**EXERCISE GOAL**
Which lines run from the line containing "Where can you spot the grass" through the end of the records below? Reproduce them exactly, and nothing else.
[Opening AVAILABLE RECORDS section]
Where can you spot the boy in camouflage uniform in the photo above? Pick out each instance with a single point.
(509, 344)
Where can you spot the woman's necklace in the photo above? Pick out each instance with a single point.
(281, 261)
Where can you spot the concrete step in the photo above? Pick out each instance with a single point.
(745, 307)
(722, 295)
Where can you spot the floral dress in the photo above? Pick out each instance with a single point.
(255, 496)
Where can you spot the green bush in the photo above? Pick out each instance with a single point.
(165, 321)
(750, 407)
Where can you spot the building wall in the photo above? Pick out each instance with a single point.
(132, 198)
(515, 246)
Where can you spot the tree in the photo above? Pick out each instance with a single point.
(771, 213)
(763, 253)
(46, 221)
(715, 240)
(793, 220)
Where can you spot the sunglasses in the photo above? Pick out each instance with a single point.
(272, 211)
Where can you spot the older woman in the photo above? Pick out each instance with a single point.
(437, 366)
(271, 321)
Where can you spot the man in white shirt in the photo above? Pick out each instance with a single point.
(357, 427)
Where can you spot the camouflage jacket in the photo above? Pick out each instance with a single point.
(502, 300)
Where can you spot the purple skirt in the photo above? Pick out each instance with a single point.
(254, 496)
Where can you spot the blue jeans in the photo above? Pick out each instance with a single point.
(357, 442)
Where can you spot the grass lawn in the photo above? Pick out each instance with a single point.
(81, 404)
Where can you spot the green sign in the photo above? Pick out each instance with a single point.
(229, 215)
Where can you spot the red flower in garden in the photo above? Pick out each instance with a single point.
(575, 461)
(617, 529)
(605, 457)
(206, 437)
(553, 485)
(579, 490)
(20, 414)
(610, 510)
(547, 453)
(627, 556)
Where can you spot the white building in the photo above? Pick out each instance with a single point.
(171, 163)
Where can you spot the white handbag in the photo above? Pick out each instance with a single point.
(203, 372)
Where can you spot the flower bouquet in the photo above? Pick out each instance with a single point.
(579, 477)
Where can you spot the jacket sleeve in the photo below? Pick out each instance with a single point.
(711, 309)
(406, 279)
[Closing AVAILABLE RECORDS section]
**RESPONSE**
Where can you spot the grass lawn in the photo above? Pick out each instance with a single point.
(81, 404)
Where can you spot the green sign in the photo above? Pick out each instance with a single point.
(229, 215)
Where can you spot the red flower in garden in the photo above? Pick out each instance with a single point.
(575, 461)
(617, 529)
(605, 457)
(206, 437)
(553, 485)
(579, 490)
(20, 414)
(610, 510)
(547, 453)
(627, 556)
Where can you spot the white building in the photo above? Pick out each instance with a single point.
(171, 163)
Where can you spot the white handbag in the photo above? Pick out each instance with a single point.
(203, 372)
Where can you spot the flower bouquet in the photo above? Pick out each instance with a single point.
(579, 477)
Where can you spot the jacket sleeve in the photo below? Pick out each instance with a single point.
(711, 309)
(406, 279)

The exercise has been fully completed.